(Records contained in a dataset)

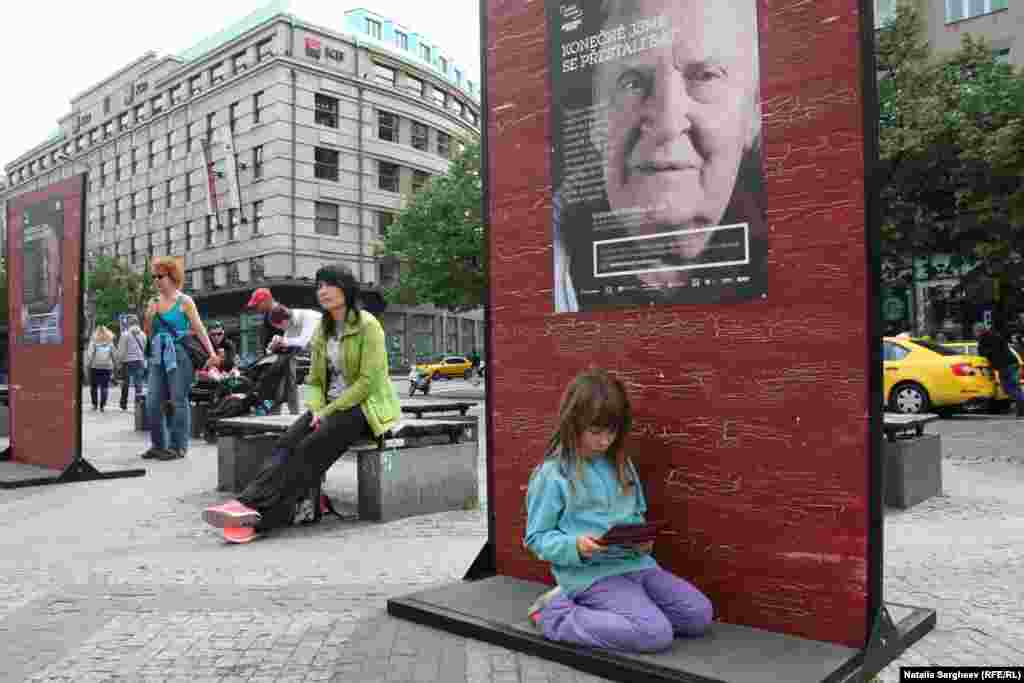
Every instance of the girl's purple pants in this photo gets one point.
(640, 611)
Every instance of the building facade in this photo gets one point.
(331, 131)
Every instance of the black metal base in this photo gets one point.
(79, 470)
(495, 610)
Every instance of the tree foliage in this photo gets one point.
(114, 289)
(950, 150)
(438, 240)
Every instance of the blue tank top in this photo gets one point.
(176, 319)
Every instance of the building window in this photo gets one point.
(374, 29)
(387, 176)
(257, 105)
(327, 218)
(327, 111)
(419, 136)
(415, 85)
(384, 75)
(257, 217)
(264, 49)
(327, 164)
(258, 162)
(420, 180)
(387, 126)
(957, 10)
(256, 268)
(443, 144)
(384, 220)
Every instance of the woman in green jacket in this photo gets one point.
(350, 398)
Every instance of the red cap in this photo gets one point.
(258, 297)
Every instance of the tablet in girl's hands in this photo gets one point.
(631, 535)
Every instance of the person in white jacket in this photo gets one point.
(296, 327)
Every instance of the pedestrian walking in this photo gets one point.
(350, 398)
(993, 347)
(607, 596)
(131, 357)
(169, 319)
(99, 359)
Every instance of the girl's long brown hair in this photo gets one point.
(594, 398)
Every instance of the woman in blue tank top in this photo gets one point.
(171, 315)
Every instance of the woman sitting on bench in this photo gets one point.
(612, 596)
(350, 398)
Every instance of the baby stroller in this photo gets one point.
(259, 388)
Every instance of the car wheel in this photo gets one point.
(909, 398)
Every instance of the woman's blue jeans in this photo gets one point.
(170, 432)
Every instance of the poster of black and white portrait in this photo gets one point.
(656, 165)
(42, 286)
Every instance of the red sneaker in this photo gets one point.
(240, 535)
(230, 515)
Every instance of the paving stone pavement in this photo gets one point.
(121, 581)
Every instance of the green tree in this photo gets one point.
(114, 288)
(438, 240)
(950, 152)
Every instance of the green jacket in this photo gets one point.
(365, 367)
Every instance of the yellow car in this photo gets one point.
(971, 348)
(448, 367)
(922, 377)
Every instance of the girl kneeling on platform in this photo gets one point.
(349, 398)
(612, 597)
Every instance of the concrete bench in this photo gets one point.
(912, 460)
(420, 467)
(419, 409)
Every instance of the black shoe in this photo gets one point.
(171, 454)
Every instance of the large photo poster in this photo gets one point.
(656, 164)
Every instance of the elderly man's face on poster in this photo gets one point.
(680, 116)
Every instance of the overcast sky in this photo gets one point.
(51, 50)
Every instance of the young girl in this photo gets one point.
(611, 597)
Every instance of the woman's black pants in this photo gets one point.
(301, 458)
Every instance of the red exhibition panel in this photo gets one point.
(751, 412)
(44, 230)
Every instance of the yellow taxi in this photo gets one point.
(448, 367)
(971, 348)
(921, 376)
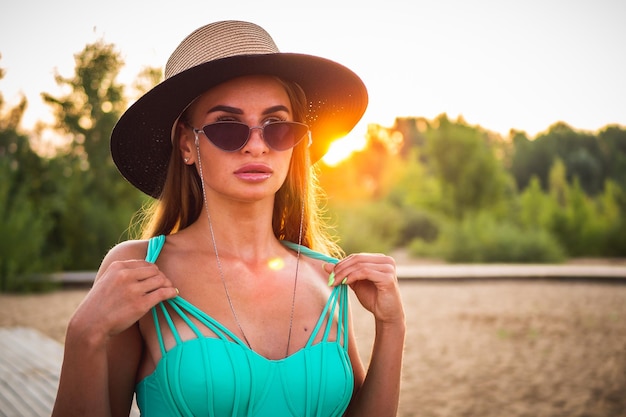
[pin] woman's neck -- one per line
(241, 230)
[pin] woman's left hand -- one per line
(373, 279)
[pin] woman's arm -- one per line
(374, 281)
(103, 345)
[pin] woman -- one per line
(238, 308)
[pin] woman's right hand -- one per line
(122, 293)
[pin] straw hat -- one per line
(141, 141)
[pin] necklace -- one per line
(228, 297)
(221, 270)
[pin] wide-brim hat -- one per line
(141, 141)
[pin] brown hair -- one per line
(180, 202)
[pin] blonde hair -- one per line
(180, 202)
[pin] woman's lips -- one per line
(254, 172)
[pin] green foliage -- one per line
(97, 202)
(452, 197)
(24, 222)
(471, 177)
(482, 239)
(369, 227)
(583, 155)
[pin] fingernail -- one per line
(331, 279)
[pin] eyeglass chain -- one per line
(221, 271)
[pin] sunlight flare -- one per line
(342, 148)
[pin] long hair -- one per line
(296, 203)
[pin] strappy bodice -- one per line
(220, 375)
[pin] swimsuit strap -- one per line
(178, 304)
(338, 297)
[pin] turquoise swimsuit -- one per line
(221, 376)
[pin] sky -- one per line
(500, 64)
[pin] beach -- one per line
(474, 348)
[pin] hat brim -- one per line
(141, 143)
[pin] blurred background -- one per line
(496, 133)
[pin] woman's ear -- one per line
(186, 142)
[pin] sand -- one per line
(481, 349)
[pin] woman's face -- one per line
(255, 171)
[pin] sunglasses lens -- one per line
(232, 136)
(281, 136)
(228, 136)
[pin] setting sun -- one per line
(342, 148)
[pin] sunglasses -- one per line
(232, 136)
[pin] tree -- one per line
(99, 203)
(24, 220)
(471, 177)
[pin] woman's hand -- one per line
(121, 295)
(373, 279)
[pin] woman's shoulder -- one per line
(125, 251)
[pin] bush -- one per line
(482, 239)
(370, 227)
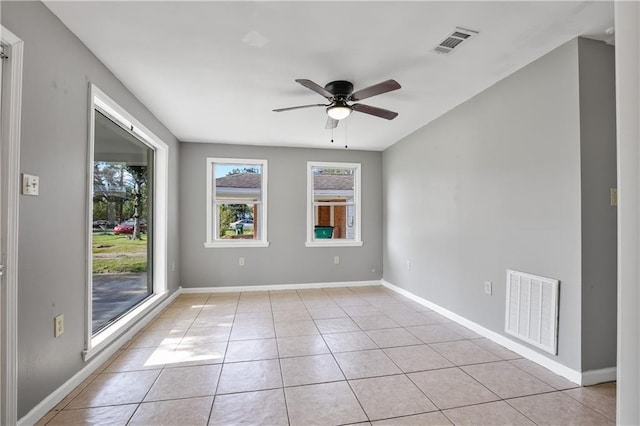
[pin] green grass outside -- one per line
(118, 254)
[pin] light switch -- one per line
(30, 184)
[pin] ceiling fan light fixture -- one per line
(339, 111)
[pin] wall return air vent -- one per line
(532, 309)
(453, 40)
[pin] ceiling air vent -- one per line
(453, 40)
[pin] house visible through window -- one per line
(237, 202)
(333, 204)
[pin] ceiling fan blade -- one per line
(331, 123)
(376, 89)
(378, 112)
(315, 87)
(299, 107)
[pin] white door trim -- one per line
(11, 137)
(627, 20)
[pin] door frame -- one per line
(11, 160)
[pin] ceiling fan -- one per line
(339, 93)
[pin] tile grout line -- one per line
(215, 390)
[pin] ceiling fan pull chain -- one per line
(345, 135)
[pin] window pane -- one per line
(236, 221)
(238, 182)
(335, 221)
(122, 222)
(332, 184)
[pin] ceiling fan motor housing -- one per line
(340, 88)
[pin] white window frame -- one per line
(212, 220)
(96, 342)
(357, 189)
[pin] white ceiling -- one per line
(212, 71)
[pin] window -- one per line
(333, 204)
(127, 223)
(236, 203)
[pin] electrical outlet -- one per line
(30, 184)
(58, 325)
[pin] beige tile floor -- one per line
(361, 355)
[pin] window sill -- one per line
(236, 243)
(333, 243)
(105, 337)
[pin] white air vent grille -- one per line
(532, 309)
(453, 40)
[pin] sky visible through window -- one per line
(221, 170)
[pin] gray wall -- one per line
(491, 185)
(598, 175)
(286, 260)
(52, 258)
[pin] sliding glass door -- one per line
(122, 222)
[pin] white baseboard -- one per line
(561, 370)
(603, 375)
(59, 394)
(273, 287)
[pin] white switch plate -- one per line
(58, 325)
(30, 184)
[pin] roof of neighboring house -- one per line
(341, 182)
(240, 180)
(252, 180)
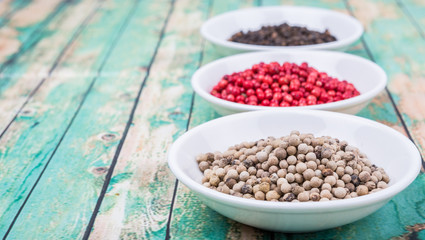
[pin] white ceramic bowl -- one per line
(366, 76)
(384, 146)
(219, 29)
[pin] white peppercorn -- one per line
(261, 156)
(302, 148)
(291, 160)
(290, 177)
(292, 169)
(382, 184)
(286, 188)
(291, 150)
(298, 178)
(307, 185)
(340, 183)
(301, 167)
(303, 196)
(295, 168)
(204, 166)
(272, 195)
(331, 180)
(244, 175)
(326, 194)
(314, 196)
(364, 176)
(264, 187)
(259, 195)
(281, 173)
(362, 190)
(316, 182)
(308, 174)
(340, 192)
(273, 169)
(312, 165)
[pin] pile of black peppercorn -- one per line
(283, 35)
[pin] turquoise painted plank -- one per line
(197, 219)
(191, 219)
(31, 140)
(415, 10)
(404, 211)
(22, 76)
(9, 7)
(93, 137)
(24, 26)
(138, 199)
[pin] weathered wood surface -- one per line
(92, 94)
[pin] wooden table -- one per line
(93, 93)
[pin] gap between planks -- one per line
(7, 16)
(369, 53)
(126, 130)
(168, 236)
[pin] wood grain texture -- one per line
(21, 30)
(31, 140)
(21, 75)
(415, 11)
(137, 203)
(398, 47)
(95, 132)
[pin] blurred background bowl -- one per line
(384, 147)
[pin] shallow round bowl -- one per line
(384, 146)
(366, 76)
(219, 29)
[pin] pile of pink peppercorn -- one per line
(288, 84)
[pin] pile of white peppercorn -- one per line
(294, 168)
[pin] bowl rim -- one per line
(336, 205)
(354, 24)
(346, 103)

**Assigned task**
Only the lines from the one with "[pin] shallow round bowl -- one per line" through the end of the records above are to be copied, exactly as written.

**Answer for this exercise**
[pin] shallow round bowl -- one per line
(384, 146)
(366, 76)
(219, 29)
[pin] pile of pink peppercorn -- one per line
(288, 84)
[pin] pile of white peppercorn -- one per line
(294, 168)
[pin] bowl rim -- one per line
(336, 205)
(354, 24)
(346, 103)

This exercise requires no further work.